ЧТО НУЖНО СДЕЛАТЬ:
1. Ответьте на вопросы по отрывку о Мефодии:
(а) Сколько лет Мефодий занимал пост стратига в славянской архонтии?
(б) Какую область исследователи чаще всего называют местом этой архонтии?
(в) Как философ Сократ совершает многовёрстный марш?
2. В отрывке о Мефодии замените «Сократ» на «Платон» и приведите фрагмент от «Но служба есть» до «или демократа Перикла.» с этой заменой.

Но вернёмся в IX век — осевое время этого повествования. Где же искать оставшуюся безымянной в житиях Мефодия славянскую архонтию, в которой он занимал пост стратига в течение целых десяти лет?
По понятным причинам исследователи чаще всего указывают на Македонию. Она из нашего далека глядится самой «славянской» частью тогдашней Византии. В выборе такого адреса, возможно, сказывается и подсознательное сочувствие к совсем ещё молодому Мефодию. Мол, служить в Македонии было бы «удобнее» ему самому; да и его родители чувствовали бы себя спокойнее, зная, что сын — поблизости, в наиболее мирном теперь из всех славянских округов империи. И друнгарий Лев вроде бы обладал достаточным авторитетом, чтобы военно-государственная карьера Мефодия началась как можно ближе к Фессалоникам.
Но ведь и Верея была близко, и Фессалия лежала ненамного дальше и тоже была густо заселена славянами.
А Пелопоннес? Почему не допустить, что именно Пелопоннес, в IX веке больше славянский, чем греческий, мог стать той архонтией, в которую Мефодия определили правителем?
Каждый из этих адресов глядится возможным, если исходить из меры его близости к родному очагу молодого солунянина.
Но служба есть служба. Власть, распоряжающаяся судьбой воина, будь то пеший копьеносец, всадник или стратиг, различает звания, но не различает настроений и благих пожеланий, обязывая всех и каждого действовать под диктовку жёсткой необходимости. Если потребует необходимость, то и маменькин сынок обязан стать героем. Если враг грозит отечеству, то и философ Сократ, не колеблясь, выходит из круга юных учеников и многословных софистов, встаёт в воинский строй и молча совершает многовёрстный марш — босиком по льду. Византийский полководец не закатывал истерик, когда его из похода в Сицилию или из экспедиции на африканское побережье срочно посылали затыкать брешь, что образовалась на берегах Дуная. И для ромея понятия «отечество» и «героизм» оставались священными, какими они были во времена царя Агамемнона или демократа Перикла.

ЗАПИСАННЫЕ ДАННЫЕ:
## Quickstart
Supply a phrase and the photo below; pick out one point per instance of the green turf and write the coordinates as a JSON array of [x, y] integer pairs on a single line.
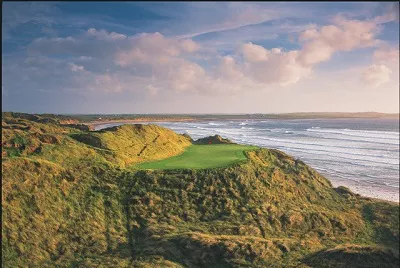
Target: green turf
[[202, 156]]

ОТВЕТЫ К ЗАДАНИЯМ:
1.
(а) Десять лет.
(б) Македонию.
(в) Босиком по льду.

2.
Но служба есть служба. Власть, распоряжающаяся судьбой воина, будь то пеший копьеносец, всадник или стратиг, различает звания, но не различает настроений и благих пожеланий, обязывая всех и каждого действовать под диктовку жёсткой необходимости. Если потребует необходимость, то и маменькин сынок обязан стать героем. Если враг грозит отечеству, то и философ Платон, не колеблясь, выходит из круга юных учеников и многословных софистов, встаёт в воинский строй и молча совершает многовёрстный марш — босиком по льду. Византийский полководец не закатывал истерик, когда его из похода в Сицилию или из экспедиции на африканское побережье срочно посылали затыкать брешь, что образовалась на берегах Дуная. И для ромея понятия «отечество» и «героизм» оставались священными, какими они были во времена царя Агамемнона или демократа Перикла.